Items from a dataset:
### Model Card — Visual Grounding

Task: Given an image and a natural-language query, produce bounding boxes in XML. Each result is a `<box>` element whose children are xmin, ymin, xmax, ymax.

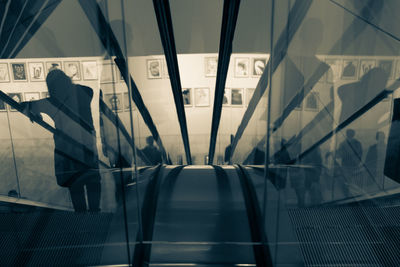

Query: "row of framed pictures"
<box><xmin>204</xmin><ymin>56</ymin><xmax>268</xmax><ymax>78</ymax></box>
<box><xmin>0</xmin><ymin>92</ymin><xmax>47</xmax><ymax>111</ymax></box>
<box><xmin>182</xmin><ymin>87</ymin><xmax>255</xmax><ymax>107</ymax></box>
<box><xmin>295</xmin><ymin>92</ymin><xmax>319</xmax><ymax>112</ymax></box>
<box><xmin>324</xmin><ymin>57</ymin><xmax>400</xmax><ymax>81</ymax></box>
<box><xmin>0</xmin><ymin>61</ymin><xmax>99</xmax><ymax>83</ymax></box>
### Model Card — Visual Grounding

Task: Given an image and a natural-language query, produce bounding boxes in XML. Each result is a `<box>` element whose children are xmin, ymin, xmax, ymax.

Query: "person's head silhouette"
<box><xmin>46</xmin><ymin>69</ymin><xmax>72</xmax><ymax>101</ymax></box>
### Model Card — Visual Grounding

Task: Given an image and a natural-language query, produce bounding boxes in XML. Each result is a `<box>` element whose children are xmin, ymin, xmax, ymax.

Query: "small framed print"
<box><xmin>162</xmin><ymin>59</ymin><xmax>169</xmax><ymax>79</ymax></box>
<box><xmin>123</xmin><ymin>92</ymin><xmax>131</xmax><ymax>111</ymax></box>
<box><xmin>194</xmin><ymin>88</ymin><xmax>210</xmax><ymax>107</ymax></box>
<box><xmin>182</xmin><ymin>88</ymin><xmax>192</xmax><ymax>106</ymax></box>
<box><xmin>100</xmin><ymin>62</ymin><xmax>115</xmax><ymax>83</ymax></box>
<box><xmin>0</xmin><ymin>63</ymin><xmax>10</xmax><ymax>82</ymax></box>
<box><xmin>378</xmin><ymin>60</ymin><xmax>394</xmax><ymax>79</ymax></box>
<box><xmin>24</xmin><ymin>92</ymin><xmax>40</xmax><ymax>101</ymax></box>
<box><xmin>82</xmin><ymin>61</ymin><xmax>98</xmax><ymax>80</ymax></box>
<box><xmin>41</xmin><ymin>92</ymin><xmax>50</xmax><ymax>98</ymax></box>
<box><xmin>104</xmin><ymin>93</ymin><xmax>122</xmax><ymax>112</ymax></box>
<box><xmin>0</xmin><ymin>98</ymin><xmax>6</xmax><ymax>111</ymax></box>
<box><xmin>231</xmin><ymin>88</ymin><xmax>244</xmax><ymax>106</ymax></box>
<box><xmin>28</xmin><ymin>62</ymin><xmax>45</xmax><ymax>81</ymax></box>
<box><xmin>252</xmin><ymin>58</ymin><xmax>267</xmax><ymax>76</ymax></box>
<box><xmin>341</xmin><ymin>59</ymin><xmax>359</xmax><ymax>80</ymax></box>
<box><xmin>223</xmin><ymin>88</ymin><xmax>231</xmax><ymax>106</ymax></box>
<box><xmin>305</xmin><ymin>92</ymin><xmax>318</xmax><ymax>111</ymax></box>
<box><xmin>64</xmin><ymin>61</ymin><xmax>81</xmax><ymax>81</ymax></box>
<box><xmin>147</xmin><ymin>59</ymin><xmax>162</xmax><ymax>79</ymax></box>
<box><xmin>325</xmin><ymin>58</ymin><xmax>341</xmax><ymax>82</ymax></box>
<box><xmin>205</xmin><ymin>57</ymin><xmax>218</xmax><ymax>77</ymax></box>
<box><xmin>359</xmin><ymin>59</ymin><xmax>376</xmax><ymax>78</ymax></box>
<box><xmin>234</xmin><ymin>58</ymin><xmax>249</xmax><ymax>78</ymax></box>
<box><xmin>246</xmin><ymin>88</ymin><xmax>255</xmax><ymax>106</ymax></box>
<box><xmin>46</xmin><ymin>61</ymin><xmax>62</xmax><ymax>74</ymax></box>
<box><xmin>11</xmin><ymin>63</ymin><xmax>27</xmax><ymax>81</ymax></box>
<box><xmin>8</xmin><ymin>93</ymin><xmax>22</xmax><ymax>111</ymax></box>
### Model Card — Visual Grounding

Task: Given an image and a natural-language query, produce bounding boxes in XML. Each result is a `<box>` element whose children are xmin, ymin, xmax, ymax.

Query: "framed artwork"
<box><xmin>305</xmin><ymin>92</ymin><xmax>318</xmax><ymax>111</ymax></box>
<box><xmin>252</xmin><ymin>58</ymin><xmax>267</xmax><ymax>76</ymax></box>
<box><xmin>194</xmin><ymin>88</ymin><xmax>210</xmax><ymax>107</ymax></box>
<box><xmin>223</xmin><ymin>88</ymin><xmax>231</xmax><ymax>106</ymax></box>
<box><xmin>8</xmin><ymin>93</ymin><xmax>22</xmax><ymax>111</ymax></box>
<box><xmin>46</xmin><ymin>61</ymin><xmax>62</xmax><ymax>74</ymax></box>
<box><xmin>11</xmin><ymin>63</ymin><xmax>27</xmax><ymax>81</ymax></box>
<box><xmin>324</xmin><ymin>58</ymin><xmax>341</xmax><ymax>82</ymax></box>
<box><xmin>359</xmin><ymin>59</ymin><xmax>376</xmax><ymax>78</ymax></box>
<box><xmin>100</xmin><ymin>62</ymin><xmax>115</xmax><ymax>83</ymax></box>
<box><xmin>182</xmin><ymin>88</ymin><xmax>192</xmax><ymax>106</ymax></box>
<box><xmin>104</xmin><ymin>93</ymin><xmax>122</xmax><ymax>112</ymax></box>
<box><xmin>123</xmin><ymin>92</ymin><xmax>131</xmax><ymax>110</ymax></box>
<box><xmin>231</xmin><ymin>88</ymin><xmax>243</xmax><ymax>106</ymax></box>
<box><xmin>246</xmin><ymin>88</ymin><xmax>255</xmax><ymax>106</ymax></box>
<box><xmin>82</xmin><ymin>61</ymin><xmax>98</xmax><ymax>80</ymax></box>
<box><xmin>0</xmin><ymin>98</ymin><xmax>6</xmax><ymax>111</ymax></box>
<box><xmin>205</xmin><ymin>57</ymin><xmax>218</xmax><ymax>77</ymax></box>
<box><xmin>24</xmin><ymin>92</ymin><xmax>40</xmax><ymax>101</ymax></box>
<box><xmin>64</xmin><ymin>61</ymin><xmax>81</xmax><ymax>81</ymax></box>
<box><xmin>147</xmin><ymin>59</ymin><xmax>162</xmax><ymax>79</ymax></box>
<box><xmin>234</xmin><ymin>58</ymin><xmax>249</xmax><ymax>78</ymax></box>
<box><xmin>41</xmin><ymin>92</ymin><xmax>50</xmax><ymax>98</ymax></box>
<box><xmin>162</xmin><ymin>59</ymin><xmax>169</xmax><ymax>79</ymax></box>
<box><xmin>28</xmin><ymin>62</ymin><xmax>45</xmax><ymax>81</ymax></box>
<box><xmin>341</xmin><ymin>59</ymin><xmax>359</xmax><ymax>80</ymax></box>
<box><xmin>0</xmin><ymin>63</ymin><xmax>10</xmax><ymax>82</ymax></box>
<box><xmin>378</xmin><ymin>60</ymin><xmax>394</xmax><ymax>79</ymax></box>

EXERCISE REQUIREMENTS: Print all of the data exactly, and do not carry over any pictures.

TASK ANSWER:
### Model Card — Visual Grounding

Task: Given an image and a natural-language query, produce bounding boxes in XML. Each result is a `<box>` element whose children are xmin, ymin, xmax, ymax.


Query: "row of framed pictures"
<box><xmin>204</xmin><ymin>56</ymin><xmax>268</xmax><ymax>78</ymax></box>
<box><xmin>0</xmin><ymin>92</ymin><xmax>47</xmax><ymax>111</ymax></box>
<box><xmin>182</xmin><ymin>87</ymin><xmax>255</xmax><ymax>107</ymax></box>
<box><xmin>295</xmin><ymin>92</ymin><xmax>319</xmax><ymax>112</ymax></box>
<box><xmin>324</xmin><ymin>57</ymin><xmax>400</xmax><ymax>81</ymax></box>
<box><xmin>0</xmin><ymin>61</ymin><xmax>99</xmax><ymax>83</ymax></box>
### Model Card — Visual Grounding

Task: Given an image and a natural-language query, produce bounding boxes in XML. Each result is a `<box>` element whose children are xmin, ymin, xmax, ymax.

Query: "person's head silhouette"
<box><xmin>46</xmin><ymin>69</ymin><xmax>72</xmax><ymax>101</ymax></box>
### Model Card — Visual Grounding

Task: Given an image and a natural-language query, produce bounding boxes in XML. Each result is a `<box>` element whose children are xmin, ymin, xmax, ymax.

Query: "small framed print"
<box><xmin>162</xmin><ymin>59</ymin><xmax>169</xmax><ymax>79</ymax></box>
<box><xmin>123</xmin><ymin>92</ymin><xmax>131</xmax><ymax>111</ymax></box>
<box><xmin>194</xmin><ymin>88</ymin><xmax>210</xmax><ymax>107</ymax></box>
<box><xmin>182</xmin><ymin>88</ymin><xmax>192</xmax><ymax>106</ymax></box>
<box><xmin>100</xmin><ymin>62</ymin><xmax>115</xmax><ymax>83</ymax></box>
<box><xmin>0</xmin><ymin>63</ymin><xmax>10</xmax><ymax>82</ymax></box>
<box><xmin>378</xmin><ymin>60</ymin><xmax>394</xmax><ymax>79</ymax></box>
<box><xmin>24</xmin><ymin>92</ymin><xmax>40</xmax><ymax>101</ymax></box>
<box><xmin>82</xmin><ymin>61</ymin><xmax>98</xmax><ymax>80</ymax></box>
<box><xmin>41</xmin><ymin>92</ymin><xmax>50</xmax><ymax>98</ymax></box>
<box><xmin>104</xmin><ymin>93</ymin><xmax>122</xmax><ymax>112</ymax></box>
<box><xmin>0</xmin><ymin>98</ymin><xmax>6</xmax><ymax>111</ymax></box>
<box><xmin>231</xmin><ymin>88</ymin><xmax>244</xmax><ymax>106</ymax></box>
<box><xmin>28</xmin><ymin>62</ymin><xmax>45</xmax><ymax>81</ymax></box>
<box><xmin>252</xmin><ymin>58</ymin><xmax>267</xmax><ymax>76</ymax></box>
<box><xmin>341</xmin><ymin>59</ymin><xmax>359</xmax><ymax>80</ymax></box>
<box><xmin>223</xmin><ymin>88</ymin><xmax>231</xmax><ymax>106</ymax></box>
<box><xmin>305</xmin><ymin>92</ymin><xmax>318</xmax><ymax>111</ymax></box>
<box><xmin>64</xmin><ymin>61</ymin><xmax>81</xmax><ymax>81</ymax></box>
<box><xmin>147</xmin><ymin>59</ymin><xmax>162</xmax><ymax>79</ymax></box>
<box><xmin>325</xmin><ymin>58</ymin><xmax>341</xmax><ymax>82</ymax></box>
<box><xmin>205</xmin><ymin>57</ymin><xmax>218</xmax><ymax>77</ymax></box>
<box><xmin>359</xmin><ymin>59</ymin><xmax>376</xmax><ymax>78</ymax></box>
<box><xmin>234</xmin><ymin>58</ymin><xmax>249</xmax><ymax>78</ymax></box>
<box><xmin>246</xmin><ymin>88</ymin><xmax>255</xmax><ymax>106</ymax></box>
<box><xmin>46</xmin><ymin>61</ymin><xmax>62</xmax><ymax>74</ymax></box>
<box><xmin>11</xmin><ymin>63</ymin><xmax>27</xmax><ymax>81</ymax></box>
<box><xmin>8</xmin><ymin>93</ymin><xmax>22</xmax><ymax>111</ymax></box>
### Model Card — Visual Grounding

Task: Given an image and a natural-language query, produce bounding boxes in XML. Each result is a `<box>` element whose children are xmin, ymin, xmax, ymax.

Query: "framed artwork"
<box><xmin>305</xmin><ymin>92</ymin><xmax>318</xmax><ymax>111</ymax></box>
<box><xmin>252</xmin><ymin>58</ymin><xmax>267</xmax><ymax>76</ymax></box>
<box><xmin>194</xmin><ymin>88</ymin><xmax>210</xmax><ymax>107</ymax></box>
<box><xmin>223</xmin><ymin>88</ymin><xmax>231</xmax><ymax>106</ymax></box>
<box><xmin>8</xmin><ymin>93</ymin><xmax>22</xmax><ymax>111</ymax></box>
<box><xmin>46</xmin><ymin>61</ymin><xmax>62</xmax><ymax>74</ymax></box>
<box><xmin>11</xmin><ymin>63</ymin><xmax>27</xmax><ymax>81</ymax></box>
<box><xmin>324</xmin><ymin>58</ymin><xmax>341</xmax><ymax>82</ymax></box>
<box><xmin>359</xmin><ymin>59</ymin><xmax>376</xmax><ymax>78</ymax></box>
<box><xmin>100</xmin><ymin>62</ymin><xmax>115</xmax><ymax>83</ymax></box>
<box><xmin>182</xmin><ymin>88</ymin><xmax>192</xmax><ymax>106</ymax></box>
<box><xmin>104</xmin><ymin>93</ymin><xmax>122</xmax><ymax>112</ymax></box>
<box><xmin>123</xmin><ymin>92</ymin><xmax>131</xmax><ymax>110</ymax></box>
<box><xmin>231</xmin><ymin>88</ymin><xmax>243</xmax><ymax>106</ymax></box>
<box><xmin>246</xmin><ymin>88</ymin><xmax>255</xmax><ymax>106</ymax></box>
<box><xmin>82</xmin><ymin>61</ymin><xmax>98</xmax><ymax>80</ymax></box>
<box><xmin>0</xmin><ymin>98</ymin><xmax>6</xmax><ymax>111</ymax></box>
<box><xmin>205</xmin><ymin>57</ymin><xmax>218</xmax><ymax>77</ymax></box>
<box><xmin>24</xmin><ymin>92</ymin><xmax>40</xmax><ymax>101</ymax></box>
<box><xmin>64</xmin><ymin>61</ymin><xmax>81</xmax><ymax>81</ymax></box>
<box><xmin>147</xmin><ymin>59</ymin><xmax>162</xmax><ymax>79</ymax></box>
<box><xmin>234</xmin><ymin>58</ymin><xmax>249</xmax><ymax>78</ymax></box>
<box><xmin>41</xmin><ymin>92</ymin><xmax>50</xmax><ymax>98</ymax></box>
<box><xmin>162</xmin><ymin>59</ymin><xmax>169</xmax><ymax>79</ymax></box>
<box><xmin>28</xmin><ymin>62</ymin><xmax>45</xmax><ymax>81</ymax></box>
<box><xmin>341</xmin><ymin>59</ymin><xmax>359</xmax><ymax>80</ymax></box>
<box><xmin>0</xmin><ymin>63</ymin><xmax>10</xmax><ymax>82</ymax></box>
<box><xmin>378</xmin><ymin>60</ymin><xmax>394</xmax><ymax>79</ymax></box>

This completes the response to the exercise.